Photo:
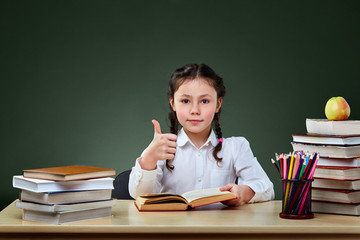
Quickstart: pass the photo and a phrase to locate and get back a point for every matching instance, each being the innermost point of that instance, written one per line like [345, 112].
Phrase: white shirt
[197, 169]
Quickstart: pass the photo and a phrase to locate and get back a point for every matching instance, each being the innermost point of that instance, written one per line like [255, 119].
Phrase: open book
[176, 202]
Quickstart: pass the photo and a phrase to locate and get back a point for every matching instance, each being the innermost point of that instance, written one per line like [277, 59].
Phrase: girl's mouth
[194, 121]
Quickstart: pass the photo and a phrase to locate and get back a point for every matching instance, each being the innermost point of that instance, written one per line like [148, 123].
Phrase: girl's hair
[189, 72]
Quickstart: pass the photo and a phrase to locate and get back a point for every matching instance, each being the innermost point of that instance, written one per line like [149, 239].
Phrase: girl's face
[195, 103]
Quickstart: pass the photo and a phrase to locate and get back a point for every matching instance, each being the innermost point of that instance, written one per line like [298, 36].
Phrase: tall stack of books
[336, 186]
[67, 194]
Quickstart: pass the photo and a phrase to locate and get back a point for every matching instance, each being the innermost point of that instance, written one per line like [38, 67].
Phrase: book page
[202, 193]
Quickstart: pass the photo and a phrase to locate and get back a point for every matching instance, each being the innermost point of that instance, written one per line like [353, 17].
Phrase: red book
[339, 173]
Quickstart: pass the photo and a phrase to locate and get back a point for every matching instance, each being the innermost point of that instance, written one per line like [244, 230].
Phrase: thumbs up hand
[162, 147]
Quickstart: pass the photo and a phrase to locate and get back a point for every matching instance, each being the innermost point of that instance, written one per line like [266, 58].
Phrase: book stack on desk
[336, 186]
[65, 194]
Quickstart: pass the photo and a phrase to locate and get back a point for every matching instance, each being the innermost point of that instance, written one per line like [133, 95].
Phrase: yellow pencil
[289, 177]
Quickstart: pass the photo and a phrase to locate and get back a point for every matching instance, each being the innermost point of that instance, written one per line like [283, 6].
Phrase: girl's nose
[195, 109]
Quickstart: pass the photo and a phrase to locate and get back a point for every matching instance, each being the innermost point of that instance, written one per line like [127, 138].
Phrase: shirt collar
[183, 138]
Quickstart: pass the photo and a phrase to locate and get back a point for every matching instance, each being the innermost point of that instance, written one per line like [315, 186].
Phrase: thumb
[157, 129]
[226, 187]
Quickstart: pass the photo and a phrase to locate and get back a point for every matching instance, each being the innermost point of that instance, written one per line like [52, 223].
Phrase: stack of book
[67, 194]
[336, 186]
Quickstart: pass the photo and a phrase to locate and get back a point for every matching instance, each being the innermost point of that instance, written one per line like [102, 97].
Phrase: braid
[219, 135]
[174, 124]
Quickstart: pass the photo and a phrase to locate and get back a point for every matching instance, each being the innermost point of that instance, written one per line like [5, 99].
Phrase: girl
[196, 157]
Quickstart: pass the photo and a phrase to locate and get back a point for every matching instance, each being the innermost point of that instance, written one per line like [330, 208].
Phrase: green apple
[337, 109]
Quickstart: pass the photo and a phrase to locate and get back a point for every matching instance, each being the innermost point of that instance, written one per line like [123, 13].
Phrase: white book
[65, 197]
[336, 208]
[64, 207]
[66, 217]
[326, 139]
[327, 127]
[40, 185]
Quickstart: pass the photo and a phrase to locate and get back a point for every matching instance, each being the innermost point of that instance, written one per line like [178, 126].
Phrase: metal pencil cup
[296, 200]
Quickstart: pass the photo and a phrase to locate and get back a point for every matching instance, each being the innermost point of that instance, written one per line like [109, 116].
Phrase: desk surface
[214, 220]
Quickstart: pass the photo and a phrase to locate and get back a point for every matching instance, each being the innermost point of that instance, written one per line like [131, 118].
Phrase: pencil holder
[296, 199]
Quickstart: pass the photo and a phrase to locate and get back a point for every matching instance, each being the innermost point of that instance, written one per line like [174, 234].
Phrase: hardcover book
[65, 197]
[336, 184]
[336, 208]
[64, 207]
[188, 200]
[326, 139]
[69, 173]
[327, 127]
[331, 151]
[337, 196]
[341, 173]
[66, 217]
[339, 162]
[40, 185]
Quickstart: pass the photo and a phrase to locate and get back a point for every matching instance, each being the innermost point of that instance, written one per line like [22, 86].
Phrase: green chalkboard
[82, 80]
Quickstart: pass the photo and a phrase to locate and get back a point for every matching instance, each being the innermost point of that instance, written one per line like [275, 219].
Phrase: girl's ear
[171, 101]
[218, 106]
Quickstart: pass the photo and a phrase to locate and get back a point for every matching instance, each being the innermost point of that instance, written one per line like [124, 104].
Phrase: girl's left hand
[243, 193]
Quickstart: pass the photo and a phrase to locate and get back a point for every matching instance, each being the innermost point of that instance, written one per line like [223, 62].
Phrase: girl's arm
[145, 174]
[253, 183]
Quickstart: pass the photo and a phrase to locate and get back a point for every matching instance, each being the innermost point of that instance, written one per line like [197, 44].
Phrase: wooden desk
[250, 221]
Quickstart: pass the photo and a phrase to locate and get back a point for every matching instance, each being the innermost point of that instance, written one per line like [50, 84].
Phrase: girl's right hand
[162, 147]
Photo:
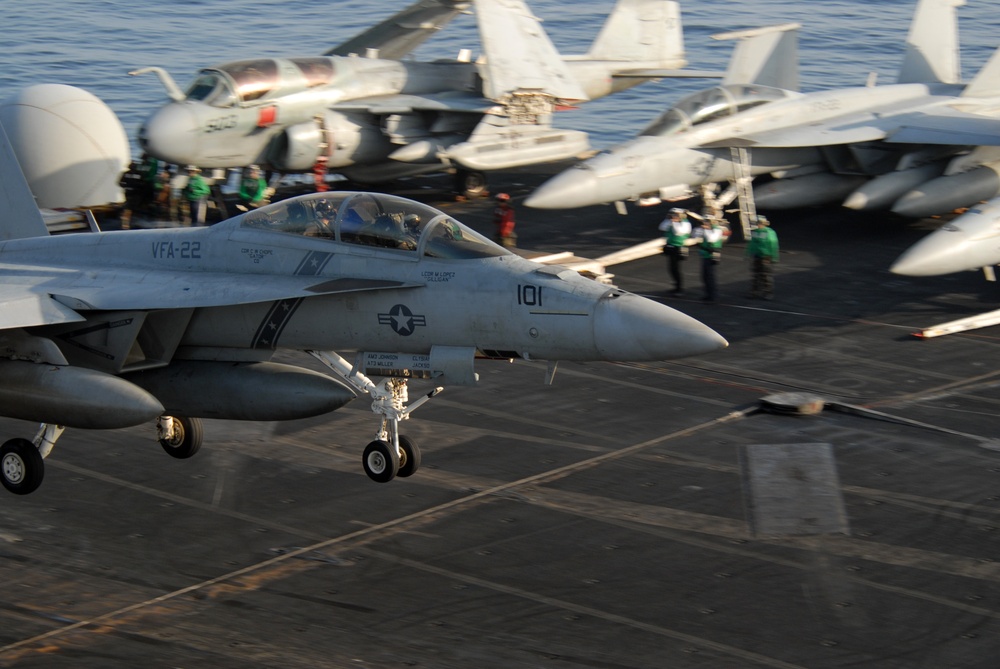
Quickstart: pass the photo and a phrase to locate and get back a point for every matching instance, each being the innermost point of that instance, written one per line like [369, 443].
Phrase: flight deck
───
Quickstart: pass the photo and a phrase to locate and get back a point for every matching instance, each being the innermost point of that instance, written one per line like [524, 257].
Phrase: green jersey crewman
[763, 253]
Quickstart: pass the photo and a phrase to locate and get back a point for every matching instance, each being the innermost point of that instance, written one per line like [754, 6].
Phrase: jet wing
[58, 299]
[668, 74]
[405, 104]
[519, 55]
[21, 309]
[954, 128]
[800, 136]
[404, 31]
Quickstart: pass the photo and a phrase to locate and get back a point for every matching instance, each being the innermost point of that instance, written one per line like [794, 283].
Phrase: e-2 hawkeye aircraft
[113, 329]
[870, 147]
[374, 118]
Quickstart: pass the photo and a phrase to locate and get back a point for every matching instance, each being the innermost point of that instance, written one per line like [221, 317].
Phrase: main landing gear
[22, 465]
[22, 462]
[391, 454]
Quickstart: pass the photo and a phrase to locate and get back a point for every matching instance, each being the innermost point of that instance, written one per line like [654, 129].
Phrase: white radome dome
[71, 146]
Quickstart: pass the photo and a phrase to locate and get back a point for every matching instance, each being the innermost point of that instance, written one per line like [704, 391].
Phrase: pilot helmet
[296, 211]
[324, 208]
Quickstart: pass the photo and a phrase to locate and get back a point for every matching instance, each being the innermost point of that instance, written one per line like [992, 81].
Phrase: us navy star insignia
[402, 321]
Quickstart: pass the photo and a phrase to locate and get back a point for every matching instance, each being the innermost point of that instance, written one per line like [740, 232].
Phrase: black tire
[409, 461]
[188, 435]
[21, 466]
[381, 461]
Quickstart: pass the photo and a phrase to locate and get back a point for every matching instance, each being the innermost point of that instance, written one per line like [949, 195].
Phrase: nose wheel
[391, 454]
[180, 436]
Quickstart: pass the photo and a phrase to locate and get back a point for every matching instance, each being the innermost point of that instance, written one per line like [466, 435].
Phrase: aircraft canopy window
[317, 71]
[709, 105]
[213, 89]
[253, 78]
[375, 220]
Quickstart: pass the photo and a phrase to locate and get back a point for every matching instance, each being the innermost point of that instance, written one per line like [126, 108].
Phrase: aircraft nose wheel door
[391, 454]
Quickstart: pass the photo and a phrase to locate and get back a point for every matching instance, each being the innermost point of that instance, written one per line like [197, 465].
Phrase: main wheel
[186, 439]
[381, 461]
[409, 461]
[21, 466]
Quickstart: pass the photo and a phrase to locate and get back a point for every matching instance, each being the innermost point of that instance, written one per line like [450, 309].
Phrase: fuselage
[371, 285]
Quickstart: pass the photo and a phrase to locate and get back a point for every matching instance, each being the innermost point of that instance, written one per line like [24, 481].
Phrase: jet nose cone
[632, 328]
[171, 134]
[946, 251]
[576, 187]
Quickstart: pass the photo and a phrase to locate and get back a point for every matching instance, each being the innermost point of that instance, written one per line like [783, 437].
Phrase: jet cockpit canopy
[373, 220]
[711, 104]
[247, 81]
───
Please identify every line in the rows above that contains the string "green" and copy each such line in full. Matches are case-sensitive.

Answer to this exercise ->
Phrase: green apple
Phrase: green chalkboard
Phrase: green jersey crewman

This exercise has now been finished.